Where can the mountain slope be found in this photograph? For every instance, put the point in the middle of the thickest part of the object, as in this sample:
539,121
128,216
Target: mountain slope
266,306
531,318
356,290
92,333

__________________________________________________

- **Exercise prompt**
Rewrite the lines above, changing every "mountain slope" to "hillside" and leaving everything else the same.

- **Expected answer**
Where can the hillside be found in this photograph? For every instance, put the point in the middle of the thickest part of the object, as in this sample:
539,121
128,216
Target: hillside
266,306
531,318
356,290
92,333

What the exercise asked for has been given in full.